§ **INFORMATION PROVIDED**
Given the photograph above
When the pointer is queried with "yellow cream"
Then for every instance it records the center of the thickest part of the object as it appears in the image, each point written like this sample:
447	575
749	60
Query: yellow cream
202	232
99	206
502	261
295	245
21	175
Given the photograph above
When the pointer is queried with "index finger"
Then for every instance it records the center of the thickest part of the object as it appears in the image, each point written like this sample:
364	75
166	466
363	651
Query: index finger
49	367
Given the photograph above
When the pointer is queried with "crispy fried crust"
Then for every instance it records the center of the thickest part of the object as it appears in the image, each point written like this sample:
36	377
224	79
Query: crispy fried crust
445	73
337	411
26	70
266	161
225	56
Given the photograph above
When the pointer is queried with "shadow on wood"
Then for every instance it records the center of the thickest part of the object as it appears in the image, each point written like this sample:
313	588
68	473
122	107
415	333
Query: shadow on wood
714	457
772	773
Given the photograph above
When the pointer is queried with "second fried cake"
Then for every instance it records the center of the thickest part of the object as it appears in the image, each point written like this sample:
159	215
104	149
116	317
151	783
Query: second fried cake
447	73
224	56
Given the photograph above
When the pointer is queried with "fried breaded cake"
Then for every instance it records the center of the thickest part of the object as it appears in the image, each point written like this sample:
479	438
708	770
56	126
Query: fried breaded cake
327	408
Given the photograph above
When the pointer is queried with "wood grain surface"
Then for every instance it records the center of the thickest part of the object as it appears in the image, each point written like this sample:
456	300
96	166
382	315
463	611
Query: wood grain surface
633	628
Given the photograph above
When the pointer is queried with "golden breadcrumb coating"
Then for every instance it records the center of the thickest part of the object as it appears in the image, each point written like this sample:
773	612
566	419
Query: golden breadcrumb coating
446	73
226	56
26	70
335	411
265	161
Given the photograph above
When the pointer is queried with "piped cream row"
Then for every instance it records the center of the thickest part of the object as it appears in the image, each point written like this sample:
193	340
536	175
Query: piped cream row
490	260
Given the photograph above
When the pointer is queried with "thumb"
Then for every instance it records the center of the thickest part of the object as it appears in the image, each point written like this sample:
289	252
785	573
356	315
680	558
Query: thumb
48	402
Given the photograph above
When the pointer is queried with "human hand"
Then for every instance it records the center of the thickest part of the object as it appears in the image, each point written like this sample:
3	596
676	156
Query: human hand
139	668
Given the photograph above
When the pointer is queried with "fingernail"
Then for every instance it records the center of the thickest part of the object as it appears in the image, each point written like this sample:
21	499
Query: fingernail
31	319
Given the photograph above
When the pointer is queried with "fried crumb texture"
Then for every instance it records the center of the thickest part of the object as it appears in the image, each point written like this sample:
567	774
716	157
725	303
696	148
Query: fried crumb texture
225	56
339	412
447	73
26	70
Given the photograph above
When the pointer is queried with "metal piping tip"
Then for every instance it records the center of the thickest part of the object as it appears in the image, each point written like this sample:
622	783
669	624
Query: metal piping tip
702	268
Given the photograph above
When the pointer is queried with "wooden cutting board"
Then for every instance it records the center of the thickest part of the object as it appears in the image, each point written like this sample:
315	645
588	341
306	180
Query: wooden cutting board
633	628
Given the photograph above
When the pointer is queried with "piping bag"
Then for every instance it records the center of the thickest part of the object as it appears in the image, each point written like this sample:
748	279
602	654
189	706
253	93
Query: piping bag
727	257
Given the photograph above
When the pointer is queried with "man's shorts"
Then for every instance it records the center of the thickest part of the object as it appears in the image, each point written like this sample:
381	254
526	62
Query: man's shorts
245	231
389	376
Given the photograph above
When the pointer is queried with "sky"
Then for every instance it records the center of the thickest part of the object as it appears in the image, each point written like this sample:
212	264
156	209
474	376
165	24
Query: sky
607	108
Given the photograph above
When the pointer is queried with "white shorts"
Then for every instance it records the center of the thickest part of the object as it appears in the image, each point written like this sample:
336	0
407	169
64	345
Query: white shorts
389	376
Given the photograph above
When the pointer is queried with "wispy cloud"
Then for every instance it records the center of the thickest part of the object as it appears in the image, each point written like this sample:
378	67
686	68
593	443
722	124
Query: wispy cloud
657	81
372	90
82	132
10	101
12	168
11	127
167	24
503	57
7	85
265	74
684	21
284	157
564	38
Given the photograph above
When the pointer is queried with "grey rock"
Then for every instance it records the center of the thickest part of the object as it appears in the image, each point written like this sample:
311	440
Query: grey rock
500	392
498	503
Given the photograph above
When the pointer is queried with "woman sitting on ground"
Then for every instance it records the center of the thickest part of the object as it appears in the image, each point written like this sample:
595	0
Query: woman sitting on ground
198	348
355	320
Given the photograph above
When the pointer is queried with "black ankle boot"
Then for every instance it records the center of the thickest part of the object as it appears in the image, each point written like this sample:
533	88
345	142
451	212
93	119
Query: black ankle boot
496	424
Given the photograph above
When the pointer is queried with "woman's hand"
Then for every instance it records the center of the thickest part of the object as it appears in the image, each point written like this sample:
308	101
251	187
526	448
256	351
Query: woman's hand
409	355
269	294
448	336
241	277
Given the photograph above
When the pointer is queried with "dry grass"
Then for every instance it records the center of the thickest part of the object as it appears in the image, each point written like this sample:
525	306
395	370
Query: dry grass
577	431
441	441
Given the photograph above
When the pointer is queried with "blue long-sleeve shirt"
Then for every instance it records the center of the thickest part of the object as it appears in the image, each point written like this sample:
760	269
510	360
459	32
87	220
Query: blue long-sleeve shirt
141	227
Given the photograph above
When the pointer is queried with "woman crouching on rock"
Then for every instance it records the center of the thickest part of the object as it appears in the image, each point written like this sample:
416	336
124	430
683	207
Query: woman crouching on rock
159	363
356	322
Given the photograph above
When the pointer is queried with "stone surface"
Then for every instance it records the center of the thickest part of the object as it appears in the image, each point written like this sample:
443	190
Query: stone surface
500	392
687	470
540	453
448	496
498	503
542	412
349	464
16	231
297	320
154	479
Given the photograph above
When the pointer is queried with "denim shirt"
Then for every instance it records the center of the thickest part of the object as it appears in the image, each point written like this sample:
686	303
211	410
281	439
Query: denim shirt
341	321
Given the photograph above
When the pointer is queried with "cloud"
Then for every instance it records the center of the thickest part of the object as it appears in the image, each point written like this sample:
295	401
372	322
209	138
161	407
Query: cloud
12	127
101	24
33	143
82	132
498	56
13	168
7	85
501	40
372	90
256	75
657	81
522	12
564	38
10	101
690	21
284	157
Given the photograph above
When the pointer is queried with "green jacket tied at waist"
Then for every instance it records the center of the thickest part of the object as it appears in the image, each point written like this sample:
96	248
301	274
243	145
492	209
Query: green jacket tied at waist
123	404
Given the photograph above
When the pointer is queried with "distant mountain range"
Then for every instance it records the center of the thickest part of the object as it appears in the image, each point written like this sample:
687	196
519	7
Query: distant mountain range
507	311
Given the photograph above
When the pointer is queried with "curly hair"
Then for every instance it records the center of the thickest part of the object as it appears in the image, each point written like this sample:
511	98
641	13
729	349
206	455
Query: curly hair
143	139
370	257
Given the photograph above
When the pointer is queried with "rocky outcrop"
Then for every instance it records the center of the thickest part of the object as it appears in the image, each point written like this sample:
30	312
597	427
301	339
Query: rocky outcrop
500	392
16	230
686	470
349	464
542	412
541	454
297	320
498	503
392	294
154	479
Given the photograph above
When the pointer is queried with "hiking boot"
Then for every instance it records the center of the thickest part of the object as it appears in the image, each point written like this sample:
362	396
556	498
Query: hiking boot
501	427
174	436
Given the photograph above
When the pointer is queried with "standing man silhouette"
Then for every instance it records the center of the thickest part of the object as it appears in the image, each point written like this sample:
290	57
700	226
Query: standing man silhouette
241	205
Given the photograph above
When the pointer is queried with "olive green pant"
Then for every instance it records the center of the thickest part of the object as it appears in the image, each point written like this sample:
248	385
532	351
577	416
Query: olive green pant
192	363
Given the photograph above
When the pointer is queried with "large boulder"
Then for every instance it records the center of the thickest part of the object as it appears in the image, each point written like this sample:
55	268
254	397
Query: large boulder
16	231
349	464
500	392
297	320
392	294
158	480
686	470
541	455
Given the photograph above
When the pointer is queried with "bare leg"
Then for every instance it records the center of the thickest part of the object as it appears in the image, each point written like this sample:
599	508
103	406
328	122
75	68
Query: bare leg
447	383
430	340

§ **PROBLEM STATEMENT**
Take the line that contains "Query: large boulder" and each line after it through the end of the records, and repeat them all exactly. Nothing else.

§ **ANSWER TO THIS TASK**
Query: large boulder
16	231
349	464
500	392
297	320
392	294
158	480
686	470
541	455
Given the photograph above
When the pointer is queried with "bare leg"
Then for every instance it records the center of the thickest part of the object as it appears in the image, each point written like this sample:
599	508
103	406
328	122
75	68
Query: bare leg
447	383
430	340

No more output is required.